● Provided entries
☆ ☆ ☆

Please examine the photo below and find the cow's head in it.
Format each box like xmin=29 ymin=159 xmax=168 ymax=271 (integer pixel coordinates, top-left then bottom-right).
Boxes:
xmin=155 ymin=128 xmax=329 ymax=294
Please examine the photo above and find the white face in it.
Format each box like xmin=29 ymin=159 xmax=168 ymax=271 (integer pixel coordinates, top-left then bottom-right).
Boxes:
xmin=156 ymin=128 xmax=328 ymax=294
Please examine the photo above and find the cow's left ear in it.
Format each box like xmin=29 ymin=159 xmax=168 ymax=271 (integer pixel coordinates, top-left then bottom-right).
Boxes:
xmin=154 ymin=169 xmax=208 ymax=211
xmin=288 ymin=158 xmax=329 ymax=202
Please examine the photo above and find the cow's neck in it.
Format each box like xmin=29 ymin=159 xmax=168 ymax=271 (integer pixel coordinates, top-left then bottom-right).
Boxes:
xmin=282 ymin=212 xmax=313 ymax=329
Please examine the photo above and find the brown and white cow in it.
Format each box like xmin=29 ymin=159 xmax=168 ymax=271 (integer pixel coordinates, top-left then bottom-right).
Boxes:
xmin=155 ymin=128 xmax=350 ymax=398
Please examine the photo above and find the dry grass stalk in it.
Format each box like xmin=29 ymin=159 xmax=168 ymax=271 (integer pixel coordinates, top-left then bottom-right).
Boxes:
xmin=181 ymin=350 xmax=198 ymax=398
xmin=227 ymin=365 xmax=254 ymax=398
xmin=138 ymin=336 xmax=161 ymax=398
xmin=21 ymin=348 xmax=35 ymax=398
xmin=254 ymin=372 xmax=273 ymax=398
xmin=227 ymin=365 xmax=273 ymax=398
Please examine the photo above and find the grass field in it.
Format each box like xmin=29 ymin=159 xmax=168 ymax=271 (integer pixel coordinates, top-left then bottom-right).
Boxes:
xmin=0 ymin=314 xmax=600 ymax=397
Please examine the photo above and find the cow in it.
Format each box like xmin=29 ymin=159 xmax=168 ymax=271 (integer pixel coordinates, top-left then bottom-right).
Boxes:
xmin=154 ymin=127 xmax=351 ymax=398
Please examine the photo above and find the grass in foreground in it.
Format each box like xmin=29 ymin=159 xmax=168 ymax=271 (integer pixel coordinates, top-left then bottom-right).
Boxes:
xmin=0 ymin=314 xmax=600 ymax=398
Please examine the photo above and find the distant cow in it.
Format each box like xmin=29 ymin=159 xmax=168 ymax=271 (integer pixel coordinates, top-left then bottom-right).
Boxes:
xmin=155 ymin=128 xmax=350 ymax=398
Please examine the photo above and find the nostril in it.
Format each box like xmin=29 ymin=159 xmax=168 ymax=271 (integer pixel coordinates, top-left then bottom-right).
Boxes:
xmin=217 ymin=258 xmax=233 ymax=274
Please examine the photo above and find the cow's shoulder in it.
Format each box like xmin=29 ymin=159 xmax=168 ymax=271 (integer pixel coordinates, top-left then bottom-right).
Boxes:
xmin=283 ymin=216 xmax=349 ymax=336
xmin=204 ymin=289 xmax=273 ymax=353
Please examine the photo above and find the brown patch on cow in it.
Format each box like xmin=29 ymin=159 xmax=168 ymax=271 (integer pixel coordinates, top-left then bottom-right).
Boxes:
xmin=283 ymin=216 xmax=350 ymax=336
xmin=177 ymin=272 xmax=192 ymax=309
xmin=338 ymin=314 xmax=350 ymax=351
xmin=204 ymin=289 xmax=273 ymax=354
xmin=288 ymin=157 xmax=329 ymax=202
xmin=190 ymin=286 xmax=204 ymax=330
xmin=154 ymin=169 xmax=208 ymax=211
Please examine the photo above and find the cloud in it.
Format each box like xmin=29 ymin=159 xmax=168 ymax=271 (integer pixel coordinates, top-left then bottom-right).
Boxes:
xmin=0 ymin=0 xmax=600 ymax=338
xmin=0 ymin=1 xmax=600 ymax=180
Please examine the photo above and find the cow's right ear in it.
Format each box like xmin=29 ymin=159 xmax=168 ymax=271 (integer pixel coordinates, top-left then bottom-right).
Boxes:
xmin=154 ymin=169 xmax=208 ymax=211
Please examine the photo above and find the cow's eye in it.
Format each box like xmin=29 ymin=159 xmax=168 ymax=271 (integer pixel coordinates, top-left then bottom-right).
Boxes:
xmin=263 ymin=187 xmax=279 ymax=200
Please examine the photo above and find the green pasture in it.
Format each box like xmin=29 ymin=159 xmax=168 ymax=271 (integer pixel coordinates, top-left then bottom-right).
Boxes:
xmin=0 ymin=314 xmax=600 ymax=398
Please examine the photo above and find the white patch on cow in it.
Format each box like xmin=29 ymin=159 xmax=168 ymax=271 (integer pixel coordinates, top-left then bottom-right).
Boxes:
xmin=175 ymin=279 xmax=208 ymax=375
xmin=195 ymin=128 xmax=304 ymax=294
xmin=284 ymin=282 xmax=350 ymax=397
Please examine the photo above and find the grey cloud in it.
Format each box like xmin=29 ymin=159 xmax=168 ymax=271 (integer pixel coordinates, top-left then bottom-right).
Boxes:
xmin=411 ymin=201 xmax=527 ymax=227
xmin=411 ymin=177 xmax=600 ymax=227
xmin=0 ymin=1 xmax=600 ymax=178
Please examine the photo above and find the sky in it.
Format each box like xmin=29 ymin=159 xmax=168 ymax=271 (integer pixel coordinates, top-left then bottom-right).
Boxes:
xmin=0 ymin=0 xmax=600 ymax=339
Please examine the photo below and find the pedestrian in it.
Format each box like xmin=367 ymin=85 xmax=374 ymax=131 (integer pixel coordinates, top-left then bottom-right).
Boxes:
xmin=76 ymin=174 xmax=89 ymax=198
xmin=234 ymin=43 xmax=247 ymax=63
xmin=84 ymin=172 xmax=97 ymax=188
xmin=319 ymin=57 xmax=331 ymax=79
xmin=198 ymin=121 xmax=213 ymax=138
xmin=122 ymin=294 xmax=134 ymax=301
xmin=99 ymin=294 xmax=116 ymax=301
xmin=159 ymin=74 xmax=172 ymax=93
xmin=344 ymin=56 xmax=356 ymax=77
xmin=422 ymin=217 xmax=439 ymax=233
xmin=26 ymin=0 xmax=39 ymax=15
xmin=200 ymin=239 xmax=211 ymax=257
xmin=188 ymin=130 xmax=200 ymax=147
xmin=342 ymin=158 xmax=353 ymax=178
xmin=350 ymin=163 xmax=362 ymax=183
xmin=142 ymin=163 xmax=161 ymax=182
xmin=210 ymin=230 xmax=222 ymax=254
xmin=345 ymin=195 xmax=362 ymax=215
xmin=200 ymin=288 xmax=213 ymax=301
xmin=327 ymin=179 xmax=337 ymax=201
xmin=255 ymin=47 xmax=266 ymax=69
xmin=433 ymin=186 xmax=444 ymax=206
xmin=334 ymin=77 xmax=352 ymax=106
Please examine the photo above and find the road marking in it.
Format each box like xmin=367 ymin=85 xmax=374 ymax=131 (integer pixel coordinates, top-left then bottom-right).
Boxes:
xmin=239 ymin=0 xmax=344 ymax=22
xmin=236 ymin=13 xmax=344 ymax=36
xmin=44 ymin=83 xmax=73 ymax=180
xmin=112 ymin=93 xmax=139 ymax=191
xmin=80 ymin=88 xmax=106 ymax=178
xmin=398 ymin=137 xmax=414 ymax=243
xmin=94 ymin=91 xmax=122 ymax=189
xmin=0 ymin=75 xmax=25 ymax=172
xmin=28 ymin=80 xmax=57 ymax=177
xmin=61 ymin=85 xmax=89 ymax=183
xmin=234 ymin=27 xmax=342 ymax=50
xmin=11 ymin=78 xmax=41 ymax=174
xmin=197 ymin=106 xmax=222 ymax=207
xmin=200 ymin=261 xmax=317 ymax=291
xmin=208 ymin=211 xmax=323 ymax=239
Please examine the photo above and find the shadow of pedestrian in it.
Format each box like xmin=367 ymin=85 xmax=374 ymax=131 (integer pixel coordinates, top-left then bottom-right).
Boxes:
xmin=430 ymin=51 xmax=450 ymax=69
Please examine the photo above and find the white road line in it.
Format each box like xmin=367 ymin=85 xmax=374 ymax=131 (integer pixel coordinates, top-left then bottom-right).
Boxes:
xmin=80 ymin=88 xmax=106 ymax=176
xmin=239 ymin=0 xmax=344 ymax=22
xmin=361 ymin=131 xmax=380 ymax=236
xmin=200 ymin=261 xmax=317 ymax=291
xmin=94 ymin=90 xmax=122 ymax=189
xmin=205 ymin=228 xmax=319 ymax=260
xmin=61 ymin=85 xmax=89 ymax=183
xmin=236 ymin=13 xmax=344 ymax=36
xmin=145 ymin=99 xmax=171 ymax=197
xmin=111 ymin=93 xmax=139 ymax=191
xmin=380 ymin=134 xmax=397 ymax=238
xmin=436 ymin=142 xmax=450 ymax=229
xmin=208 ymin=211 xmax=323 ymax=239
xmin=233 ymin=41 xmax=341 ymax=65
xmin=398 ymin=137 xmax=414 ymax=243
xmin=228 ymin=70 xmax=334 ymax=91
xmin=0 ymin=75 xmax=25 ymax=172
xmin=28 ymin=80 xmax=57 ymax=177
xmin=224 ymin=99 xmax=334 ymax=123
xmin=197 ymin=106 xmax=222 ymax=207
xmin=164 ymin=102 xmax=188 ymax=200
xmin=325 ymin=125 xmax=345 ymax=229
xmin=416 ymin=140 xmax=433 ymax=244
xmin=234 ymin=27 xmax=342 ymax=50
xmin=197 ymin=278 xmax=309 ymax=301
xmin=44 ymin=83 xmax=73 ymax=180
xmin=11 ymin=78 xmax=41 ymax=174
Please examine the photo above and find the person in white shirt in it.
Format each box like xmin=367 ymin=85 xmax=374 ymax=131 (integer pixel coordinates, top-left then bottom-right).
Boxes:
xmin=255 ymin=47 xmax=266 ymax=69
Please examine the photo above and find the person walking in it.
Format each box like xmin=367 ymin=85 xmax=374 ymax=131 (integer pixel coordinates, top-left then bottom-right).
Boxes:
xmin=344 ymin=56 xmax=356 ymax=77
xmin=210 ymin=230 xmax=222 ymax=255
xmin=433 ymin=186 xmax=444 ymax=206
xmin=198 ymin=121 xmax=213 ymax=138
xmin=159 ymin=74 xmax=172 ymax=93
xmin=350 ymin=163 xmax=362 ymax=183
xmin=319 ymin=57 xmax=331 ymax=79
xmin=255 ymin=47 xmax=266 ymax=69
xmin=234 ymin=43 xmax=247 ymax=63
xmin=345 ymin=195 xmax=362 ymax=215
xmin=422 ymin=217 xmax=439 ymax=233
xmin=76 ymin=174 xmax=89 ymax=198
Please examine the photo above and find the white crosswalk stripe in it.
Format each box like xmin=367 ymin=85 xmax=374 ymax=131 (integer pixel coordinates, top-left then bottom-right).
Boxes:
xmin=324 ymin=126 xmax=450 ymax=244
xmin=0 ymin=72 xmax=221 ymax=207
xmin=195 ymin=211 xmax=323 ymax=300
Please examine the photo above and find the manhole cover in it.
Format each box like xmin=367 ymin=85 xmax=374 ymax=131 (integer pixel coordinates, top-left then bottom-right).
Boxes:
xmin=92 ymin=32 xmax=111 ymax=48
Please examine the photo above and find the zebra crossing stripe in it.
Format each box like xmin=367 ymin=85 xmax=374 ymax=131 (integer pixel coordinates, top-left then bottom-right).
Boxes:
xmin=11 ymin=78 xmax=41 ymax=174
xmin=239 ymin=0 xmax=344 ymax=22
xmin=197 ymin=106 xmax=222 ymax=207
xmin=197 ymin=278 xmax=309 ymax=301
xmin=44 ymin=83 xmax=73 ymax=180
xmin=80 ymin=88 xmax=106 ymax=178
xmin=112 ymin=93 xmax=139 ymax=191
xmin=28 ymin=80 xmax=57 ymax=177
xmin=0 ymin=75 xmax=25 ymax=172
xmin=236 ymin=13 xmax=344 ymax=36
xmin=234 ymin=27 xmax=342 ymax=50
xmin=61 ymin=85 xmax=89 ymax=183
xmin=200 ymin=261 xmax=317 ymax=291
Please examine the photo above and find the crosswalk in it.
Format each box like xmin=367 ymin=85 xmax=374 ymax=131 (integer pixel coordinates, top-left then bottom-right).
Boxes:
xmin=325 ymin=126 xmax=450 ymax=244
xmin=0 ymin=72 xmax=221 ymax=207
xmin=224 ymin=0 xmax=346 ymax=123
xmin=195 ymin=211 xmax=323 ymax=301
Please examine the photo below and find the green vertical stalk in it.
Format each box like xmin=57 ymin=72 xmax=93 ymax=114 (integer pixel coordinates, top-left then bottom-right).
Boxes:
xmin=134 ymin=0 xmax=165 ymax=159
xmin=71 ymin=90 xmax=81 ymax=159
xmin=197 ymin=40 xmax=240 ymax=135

☆ ☆ ☆

● Work to do
Rename "examine" to "inspect" in the lines from the first line up to and including the line with "xmin=156 ymin=128 xmax=328 ymax=294", and give only those lines with everything else unchanged.

● Output for this exercise
Please inspect the photo below and find the cow's head in it.
Format each box like xmin=29 ymin=159 xmax=168 ymax=271 (integer pixel coordinates, top-left then bottom-right).
Boxes:
xmin=155 ymin=128 xmax=329 ymax=294
Please inspect the photo above and find the white face in it.
Format each box like xmin=29 ymin=159 xmax=168 ymax=271 (integer pixel coordinates, top-left then bottom-right).
Boxes:
xmin=156 ymin=128 xmax=328 ymax=294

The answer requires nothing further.